Your goal
Copy out the material word for word, from the line with "Spot bearskin hat." to the line with "[7,105,259,181]", including both of those lines.

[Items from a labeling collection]
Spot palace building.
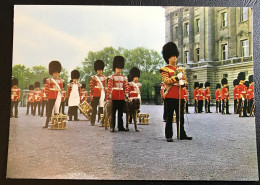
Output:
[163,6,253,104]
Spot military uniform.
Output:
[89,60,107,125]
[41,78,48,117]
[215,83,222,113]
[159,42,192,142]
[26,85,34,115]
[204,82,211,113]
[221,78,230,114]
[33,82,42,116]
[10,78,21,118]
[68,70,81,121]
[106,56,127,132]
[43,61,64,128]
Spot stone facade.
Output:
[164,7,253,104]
* * *
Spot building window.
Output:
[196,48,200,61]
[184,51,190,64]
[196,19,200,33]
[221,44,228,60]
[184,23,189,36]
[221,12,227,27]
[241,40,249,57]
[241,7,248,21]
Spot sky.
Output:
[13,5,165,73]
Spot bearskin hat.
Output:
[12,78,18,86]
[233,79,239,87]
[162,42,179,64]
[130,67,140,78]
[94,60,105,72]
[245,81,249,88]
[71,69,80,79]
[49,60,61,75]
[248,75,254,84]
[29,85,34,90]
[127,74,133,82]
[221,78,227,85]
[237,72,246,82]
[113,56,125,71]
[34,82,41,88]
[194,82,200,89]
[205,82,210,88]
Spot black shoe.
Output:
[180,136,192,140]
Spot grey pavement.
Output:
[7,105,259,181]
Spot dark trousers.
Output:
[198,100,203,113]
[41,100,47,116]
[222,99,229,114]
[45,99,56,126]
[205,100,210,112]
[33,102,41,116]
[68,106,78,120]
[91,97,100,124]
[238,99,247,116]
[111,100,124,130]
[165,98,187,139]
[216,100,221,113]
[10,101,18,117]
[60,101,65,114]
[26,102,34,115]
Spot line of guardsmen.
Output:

Result for this task
Spot bearskin hat.
Output:
[12,78,18,86]
[233,79,239,87]
[162,42,179,64]
[130,67,140,78]
[94,60,105,72]
[245,81,249,88]
[71,69,80,79]
[49,60,61,75]
[248,75,254,84]
[29,85,34,90]
[127,74,133,82]
[221,78,227,85]
[237,72,246,82]
[113,56,125,71]
[34,82,41,88]
[194,82,200,89]
[205,82,210,88]
Spot black shoe.
Output:
[180,136,192,140]
Spot grey pavement.
Output:
[7,105,259,181]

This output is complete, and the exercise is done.